> _REQUIRED WORK_
Rewrite every line of the rows below as a JSON list of strings, one string per line, leaving out blank lines.

= = =

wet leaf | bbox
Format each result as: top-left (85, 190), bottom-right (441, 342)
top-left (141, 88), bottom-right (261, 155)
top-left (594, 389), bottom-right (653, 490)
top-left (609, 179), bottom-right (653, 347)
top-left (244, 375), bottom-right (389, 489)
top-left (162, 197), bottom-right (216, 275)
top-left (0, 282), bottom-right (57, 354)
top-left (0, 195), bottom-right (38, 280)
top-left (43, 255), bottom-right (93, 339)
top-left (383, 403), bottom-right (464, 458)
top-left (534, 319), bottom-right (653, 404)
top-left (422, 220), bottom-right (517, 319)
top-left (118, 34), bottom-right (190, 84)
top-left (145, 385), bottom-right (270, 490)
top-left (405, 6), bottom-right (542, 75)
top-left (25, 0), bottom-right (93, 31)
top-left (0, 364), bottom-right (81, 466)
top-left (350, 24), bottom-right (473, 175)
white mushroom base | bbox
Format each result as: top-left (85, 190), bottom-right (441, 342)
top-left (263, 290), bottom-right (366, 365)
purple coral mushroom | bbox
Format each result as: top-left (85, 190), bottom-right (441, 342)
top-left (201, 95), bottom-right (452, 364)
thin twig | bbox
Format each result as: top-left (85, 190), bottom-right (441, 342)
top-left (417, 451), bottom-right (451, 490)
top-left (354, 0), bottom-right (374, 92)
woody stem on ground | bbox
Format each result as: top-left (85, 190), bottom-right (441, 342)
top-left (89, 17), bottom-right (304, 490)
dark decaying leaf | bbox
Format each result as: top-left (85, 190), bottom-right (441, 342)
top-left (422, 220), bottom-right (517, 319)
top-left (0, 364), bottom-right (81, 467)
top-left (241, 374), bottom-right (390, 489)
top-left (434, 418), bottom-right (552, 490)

= = =

> _ANSWER TO THE PROBLEM_
[
  "wet leaf | bbox",
  "Format each result as: top-left (85, 190), bottom-right (441, 342)",
  "top-left (141, 88), bottom-right (261, 155)",
  "top-left (594, 389), bottom-right (653, 490)",
  "top-left (609, 179), bottom-right (653, 347)",
  "top-left (244, 375), bottom-right (389, 489)",
  "top-left (162, 197), bottom-right (216, 275)",
  "top-left (0, 282), bottom-right (57, 354)",
  "top-left (0, 195), bottom-right (38, 280)",
  "top-left (43, 255), bottom-right (93, 339)",
  "top-left (383, 403), bottom-right (464, 458)",
  "top-left (534, 319), bottom-right (653, 404)",
  "top-left (422, 220), bottom-right (517, 319)",
  "top-left (118, 34), bottom-right (190, 84)",
  "top-left (145, 385), bottom-right (270, 490)",
  "top-left (405, 6), bottom-right (542, 75)",
  "top-left (25, 0), bottom-right (93, 31)",
  "top-left (0, 364), bottom-right (81, 466)",
  "top-left (350, 24), bottom-right (473, 175)",
  "white mushroom base | bbox",
  "Format each result as: top-left (85, 190), bottom-right (441, 342)",
  "top-left (263, 290), bottom-right (366, 365)",
  "purple coral mushroom | bbox",
  "Format each result as: top-left (85, 190), bottom-right (441, 342)",
  "top-left (201, 95), bottom-right (452, 364)",
  "thin twig | bbox",
  "Format each result as: top-left (85, 190), bottom-right (441, 342)",
  "top-left (417, 451), bottom-right (451, 490)",
  "top-left (354, 0), bottom-right (374, 92)",
  "woody stem on ground | bbox",
  "Format each result as: top-left (85, 190), bottom-right (441, 342)",
  "top-left (89, 17), bottom-right (304, 490)",
  "dark decaying leaf | bbox",
  "Format each result as: top-left (85, 190), bottom-right (441, 342)",
  "top-left (422, 220), bottom-right (517, 319)",
  "top-left (0, 364), bottom-right (81, 467)",
  "top-left (241, 374), bottom-right (390, 489)",
  "top-left (434, 418), bottom-right (552, 490)"
]